--- Extract provided ---

Home→Forums→Tough Times→Crushed. Battered. Exhausted. Confused.→Reply To: Crushed. Battered. Exhausted. Confused.
Dear anonymous03:
in about April 2019, your boyfriend of eight years, A, became “very distant and cold, wouldn’t touch me at all.. would withdraw if I tried to hold his hand.. did not even look at me”, and a month later, about May 2019, he broke up with you, saying “he had no feelings.. whatsoever”, for you, and telling friends that “there’s no chance of a reconciliation”.
When that happened, followed by you losing some of the common friends, your best friend moving out of town, and your grandmother passing, you’ve been having “constant stomachache and digestive problems.. diagnosed with IBS-C.. in constant physical pain”, lost a fair amount of weight, and were “sucked into this whirlpool of self-blame and self-guilt”, believing that he withdrew from you and broke up with you because you were a “needy, clingy, nagging, and probably toxic” girlfriend.

--- Extracted entries ---

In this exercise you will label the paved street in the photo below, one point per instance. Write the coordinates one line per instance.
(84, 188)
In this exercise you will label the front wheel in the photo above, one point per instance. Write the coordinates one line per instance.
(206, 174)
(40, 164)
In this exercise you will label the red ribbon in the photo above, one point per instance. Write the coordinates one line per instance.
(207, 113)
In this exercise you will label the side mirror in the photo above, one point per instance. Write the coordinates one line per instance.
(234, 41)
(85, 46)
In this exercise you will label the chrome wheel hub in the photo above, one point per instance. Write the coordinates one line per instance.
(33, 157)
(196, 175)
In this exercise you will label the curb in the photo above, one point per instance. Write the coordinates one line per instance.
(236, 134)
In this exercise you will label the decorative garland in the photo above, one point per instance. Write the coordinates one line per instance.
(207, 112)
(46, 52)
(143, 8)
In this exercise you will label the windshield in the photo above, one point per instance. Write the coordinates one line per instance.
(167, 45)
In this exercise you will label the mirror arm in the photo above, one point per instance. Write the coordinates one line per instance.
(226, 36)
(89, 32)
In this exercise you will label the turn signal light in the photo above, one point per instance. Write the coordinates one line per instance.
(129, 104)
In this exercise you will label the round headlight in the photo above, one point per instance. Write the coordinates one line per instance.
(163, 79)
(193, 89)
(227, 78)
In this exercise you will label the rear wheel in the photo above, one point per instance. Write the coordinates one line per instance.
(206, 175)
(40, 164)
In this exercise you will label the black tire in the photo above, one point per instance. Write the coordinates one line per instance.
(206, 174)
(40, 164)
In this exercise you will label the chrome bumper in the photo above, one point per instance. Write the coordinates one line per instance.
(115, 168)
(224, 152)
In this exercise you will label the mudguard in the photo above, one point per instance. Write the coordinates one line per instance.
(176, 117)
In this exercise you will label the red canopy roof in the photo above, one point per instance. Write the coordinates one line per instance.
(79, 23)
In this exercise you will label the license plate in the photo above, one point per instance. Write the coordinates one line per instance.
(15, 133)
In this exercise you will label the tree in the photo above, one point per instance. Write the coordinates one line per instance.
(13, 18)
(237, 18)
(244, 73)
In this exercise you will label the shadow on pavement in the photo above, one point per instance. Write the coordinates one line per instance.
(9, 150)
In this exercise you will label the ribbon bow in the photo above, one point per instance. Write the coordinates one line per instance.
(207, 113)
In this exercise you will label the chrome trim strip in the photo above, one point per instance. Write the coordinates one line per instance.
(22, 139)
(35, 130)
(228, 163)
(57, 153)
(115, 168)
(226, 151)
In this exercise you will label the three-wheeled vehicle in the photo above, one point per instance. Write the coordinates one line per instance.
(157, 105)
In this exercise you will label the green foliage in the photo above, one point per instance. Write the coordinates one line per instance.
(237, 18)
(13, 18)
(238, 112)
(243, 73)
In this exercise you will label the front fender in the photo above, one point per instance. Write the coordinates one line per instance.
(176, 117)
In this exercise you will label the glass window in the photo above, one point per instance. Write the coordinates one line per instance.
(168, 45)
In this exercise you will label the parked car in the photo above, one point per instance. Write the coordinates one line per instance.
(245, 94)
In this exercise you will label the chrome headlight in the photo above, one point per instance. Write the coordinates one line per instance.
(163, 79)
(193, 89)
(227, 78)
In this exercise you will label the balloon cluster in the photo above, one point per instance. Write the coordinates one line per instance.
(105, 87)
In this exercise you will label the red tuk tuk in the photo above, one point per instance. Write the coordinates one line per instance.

---

## Problem set
A) In the forum reply, which words describe the kind of girlfriend anonymous03 believed she had been? List each one.
B) Answer these questions about the forum reply, one per line:
(i) How long had A been anonymous03's boyfriend?
(ii) Around what month and year did he break up with her?
(iii) What condition was she diagnosed with?

## Answers to this exercise
A)
needy
clingy
nagging
probably toxic

B)
(i) Eight years.
(ii) About May 2019.
(iii) IBS-C.